• [Given text]
★ ★ ★ ★ ★

We note that Final Average Accuracy (Acc) evaluates the average testing accuracy across all tasks after learning the last task, where a higher value is better. As presented in Table R1, our hybrid method improves Acc by 2.38%, demonstrating that the overall testing accuracy of hybrid rehearsal is 2.38% higher than concurrent rehearsal. We also note that forgetting evaluates the average accuracy drop of old tasks due to learning new tasks, where a lower value is better. The detailed definition can be found at L362 in the paper. In table R1, a 13.32% lower forgetting in hybrid rehearsal compared to concurrent rehearsal indicates that our method effectively reduces the accuracy degradation of earlier tasks.

If the reviewer is asking whether Hybrid rehearsal leads to lower accuracy for current task learning compared to Concurrent rehearsal, this can be true because the large amount of current task data dominates the multi-task model training in Concurrent rehearsal, leading to a model that favors the current task. However, the overall objective of CL is to strike a right balance between model stability and plasticity, and the Final Average Accuracy(Acc) is the widely used metric in the CL community to characterize how good an algorithm can handle this balance. In order to achieve a higher Acc, Hybrid rehearsal sacrifices the performance on current task learning to review the knowledge of old tasks (via sequential replay), which can be further verified by the improvement in forgetting. In contrast, Concurrent rehearsal focuses too much on current task learning and cannot retain the knowledge of old tasks.

If the reviewer is asking whether the accuracy improvement of Hybrid rehearsal can be further improved by sacrificing a certain level of forgetting (given that there is a large improvement in forgetting), this can be possible. Again, how to strike the right balance between model stability and plasticity is the fundamental challenge in CL. The design of Hybrid rehearsal is by no means the optimal scheme to achieve this. However, our purpose here is to demonstrate that Hybrid rehearsal could potentially be a better choice than the widely used Concurrent rehearsal in CL, where the focus is slightly shifted to how to remember old tasks. How to further improve the performance of Hybrid rehearsal deserves an independent and more comprehensive study, which we will explore in the future work.

Q: Reference about conventional concurrent rehearsal outperforms multitask learning.

★ ★ ★ ★ ★

[Labeled shape records]
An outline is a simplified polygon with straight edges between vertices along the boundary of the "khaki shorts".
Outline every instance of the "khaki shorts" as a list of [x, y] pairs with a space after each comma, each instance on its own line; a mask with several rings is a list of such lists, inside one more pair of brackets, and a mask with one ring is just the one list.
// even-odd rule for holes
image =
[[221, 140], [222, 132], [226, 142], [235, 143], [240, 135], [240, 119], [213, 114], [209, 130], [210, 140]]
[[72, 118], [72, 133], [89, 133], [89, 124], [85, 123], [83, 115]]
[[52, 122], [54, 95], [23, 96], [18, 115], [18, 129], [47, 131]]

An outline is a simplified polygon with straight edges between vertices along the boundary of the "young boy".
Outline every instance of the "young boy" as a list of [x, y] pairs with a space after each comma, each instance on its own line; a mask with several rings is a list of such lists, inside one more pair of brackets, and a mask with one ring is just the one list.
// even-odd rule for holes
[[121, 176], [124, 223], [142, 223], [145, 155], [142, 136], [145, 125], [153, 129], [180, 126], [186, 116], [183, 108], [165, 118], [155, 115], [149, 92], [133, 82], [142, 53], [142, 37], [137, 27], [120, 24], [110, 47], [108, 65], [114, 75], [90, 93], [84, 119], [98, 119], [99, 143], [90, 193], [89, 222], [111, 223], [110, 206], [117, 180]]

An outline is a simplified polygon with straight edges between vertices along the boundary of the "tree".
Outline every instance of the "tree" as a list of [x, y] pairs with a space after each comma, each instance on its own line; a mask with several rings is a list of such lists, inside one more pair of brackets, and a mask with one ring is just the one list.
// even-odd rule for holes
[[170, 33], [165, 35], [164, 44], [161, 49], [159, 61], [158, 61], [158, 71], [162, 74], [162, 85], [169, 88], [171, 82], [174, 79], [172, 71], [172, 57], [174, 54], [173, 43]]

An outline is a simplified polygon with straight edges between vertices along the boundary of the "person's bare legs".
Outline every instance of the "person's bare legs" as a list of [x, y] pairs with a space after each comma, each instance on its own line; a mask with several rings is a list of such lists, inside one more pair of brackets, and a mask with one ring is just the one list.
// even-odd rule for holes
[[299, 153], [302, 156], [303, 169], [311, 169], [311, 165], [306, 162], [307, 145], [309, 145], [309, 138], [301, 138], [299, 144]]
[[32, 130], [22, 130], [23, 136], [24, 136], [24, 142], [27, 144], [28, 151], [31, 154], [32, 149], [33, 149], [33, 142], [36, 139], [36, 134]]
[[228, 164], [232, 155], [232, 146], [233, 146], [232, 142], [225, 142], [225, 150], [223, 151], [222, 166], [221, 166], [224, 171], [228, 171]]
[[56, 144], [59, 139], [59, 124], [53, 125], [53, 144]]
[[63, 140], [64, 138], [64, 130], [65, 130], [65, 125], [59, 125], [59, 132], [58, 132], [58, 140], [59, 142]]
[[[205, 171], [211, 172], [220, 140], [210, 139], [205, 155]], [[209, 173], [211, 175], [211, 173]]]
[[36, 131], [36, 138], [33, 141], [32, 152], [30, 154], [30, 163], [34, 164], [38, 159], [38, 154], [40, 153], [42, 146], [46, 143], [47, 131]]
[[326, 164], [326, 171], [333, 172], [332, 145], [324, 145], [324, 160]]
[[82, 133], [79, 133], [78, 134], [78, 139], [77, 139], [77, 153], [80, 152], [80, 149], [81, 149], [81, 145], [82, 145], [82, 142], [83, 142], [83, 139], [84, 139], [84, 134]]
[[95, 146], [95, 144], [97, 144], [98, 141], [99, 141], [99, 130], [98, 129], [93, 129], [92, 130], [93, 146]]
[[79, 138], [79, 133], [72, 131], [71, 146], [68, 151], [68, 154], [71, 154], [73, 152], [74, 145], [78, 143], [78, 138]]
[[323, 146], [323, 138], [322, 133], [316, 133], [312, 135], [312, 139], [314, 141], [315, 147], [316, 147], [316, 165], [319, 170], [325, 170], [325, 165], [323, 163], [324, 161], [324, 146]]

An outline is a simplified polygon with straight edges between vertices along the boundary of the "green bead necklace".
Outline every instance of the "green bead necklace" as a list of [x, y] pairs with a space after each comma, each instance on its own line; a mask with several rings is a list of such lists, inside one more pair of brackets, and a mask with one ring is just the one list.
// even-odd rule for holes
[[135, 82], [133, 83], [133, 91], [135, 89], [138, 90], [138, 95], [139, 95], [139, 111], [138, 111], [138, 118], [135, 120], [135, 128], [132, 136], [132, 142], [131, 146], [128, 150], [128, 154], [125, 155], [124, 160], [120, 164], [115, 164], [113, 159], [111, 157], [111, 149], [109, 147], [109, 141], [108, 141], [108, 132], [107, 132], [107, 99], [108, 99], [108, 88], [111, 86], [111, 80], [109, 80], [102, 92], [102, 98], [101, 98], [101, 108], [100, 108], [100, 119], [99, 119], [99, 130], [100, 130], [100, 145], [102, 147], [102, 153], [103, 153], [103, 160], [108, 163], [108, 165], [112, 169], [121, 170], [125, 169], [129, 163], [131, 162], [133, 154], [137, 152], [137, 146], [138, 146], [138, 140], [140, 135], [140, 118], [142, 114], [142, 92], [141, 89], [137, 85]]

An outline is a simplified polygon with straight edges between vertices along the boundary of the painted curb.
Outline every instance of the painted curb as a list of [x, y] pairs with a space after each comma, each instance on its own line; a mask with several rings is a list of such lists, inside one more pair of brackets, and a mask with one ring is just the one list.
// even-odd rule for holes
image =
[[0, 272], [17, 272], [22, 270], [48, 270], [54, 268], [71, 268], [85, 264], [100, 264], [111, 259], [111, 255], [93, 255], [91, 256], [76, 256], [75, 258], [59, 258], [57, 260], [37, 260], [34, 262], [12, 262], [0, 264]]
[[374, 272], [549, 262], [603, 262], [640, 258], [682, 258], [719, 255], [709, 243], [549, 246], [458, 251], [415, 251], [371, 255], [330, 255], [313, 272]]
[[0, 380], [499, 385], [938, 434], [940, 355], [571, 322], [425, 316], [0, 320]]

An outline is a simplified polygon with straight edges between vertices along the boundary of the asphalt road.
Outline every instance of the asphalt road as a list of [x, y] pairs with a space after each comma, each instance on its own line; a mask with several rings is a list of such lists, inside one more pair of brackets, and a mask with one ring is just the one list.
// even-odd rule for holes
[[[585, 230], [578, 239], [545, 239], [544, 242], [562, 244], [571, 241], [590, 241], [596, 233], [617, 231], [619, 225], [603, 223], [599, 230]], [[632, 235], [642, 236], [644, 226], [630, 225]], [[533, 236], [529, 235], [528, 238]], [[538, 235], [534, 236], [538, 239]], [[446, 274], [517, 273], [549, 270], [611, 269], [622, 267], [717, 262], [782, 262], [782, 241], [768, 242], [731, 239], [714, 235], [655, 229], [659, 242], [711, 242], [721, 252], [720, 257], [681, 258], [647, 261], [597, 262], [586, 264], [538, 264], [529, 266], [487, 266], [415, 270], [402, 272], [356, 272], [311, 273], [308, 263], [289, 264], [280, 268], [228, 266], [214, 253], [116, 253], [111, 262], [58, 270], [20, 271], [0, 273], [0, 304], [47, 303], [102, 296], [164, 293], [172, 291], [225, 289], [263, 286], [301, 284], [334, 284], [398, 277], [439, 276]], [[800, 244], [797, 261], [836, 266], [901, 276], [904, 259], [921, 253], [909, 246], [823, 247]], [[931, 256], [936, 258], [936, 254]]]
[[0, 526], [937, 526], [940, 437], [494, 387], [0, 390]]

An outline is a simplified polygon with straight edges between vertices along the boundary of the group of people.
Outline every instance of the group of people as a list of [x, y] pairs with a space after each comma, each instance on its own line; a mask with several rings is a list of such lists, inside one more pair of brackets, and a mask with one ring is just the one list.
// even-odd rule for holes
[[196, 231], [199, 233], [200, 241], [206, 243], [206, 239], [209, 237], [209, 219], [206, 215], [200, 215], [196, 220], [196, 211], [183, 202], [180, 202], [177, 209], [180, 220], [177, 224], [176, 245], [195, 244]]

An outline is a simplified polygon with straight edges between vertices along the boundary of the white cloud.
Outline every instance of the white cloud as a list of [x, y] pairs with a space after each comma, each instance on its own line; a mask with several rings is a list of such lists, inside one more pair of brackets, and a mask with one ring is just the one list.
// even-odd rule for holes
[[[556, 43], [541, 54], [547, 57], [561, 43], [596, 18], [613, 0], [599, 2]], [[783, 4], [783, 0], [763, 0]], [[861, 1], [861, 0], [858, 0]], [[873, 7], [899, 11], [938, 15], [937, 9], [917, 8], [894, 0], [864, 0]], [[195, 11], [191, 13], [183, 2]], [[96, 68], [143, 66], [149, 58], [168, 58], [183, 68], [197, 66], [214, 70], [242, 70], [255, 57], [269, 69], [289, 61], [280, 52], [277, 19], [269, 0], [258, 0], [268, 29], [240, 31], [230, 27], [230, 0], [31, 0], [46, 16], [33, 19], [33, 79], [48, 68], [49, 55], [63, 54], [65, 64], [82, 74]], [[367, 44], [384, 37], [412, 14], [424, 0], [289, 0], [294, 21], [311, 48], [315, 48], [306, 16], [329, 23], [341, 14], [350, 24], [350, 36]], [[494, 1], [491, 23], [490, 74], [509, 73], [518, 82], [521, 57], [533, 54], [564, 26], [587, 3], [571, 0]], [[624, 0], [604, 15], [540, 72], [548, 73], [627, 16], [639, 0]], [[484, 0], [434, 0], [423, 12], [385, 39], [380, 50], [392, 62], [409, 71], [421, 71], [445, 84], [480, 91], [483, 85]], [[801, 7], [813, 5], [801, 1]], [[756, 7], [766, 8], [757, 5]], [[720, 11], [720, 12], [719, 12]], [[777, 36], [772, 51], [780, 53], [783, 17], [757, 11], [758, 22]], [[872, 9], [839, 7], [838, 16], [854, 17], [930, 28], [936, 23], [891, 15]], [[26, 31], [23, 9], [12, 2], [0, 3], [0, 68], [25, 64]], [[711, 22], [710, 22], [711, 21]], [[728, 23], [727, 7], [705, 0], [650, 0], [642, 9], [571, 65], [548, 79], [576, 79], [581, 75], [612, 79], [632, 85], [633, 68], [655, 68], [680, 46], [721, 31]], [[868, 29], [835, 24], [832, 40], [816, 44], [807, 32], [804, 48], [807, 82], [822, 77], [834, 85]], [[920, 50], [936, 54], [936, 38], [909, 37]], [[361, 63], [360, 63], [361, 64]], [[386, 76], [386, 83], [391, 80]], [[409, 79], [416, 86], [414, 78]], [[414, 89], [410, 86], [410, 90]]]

★ ★ ★ ★ ★

• [Jobs]
1. Reproduce the passage on hybrid and concurrent rehearsal verbatim, everything from "If the reviewer is asking whether the" down to "the future work.".
2. Select each line of the records that contains the string "curb", and copy those lines unchanged.

• [Solved tasks]
1.
If the reviewer is asking whether the accuracy improvement of Hybrid rehearsal can be further improved by sacrificing a certain level of forgetting (given that there is a large improvement in forgetting), this can be possible. Again, how to strike the right balance between model stability and plasticity is the fundamental challenge in CL. The design of Hybrid rehearsal is by no means the optimal scheme to achieve this. However, our purpose here is to demonstrate that Hybrid rehearsal could potentially be a better choice than the widely used Concurrent rehearsal in CL, where the focus is slightly shifted to how to remember old tasks. How to further improve the performance of Hybrid rehearsal deserves an independent and more comprehensive study, which we will explore in the future work.

2.
An outline is a simplified polygon with straight edges between vertices along the boundary of the painted curb.
Outline every instance of the painted curb as a list of [x, y] pairs with a space after each comma, each instance on its own line; a mask with several rings is a list of such lists, inside one more pair of brackets, and a mask with one ring is just the one list.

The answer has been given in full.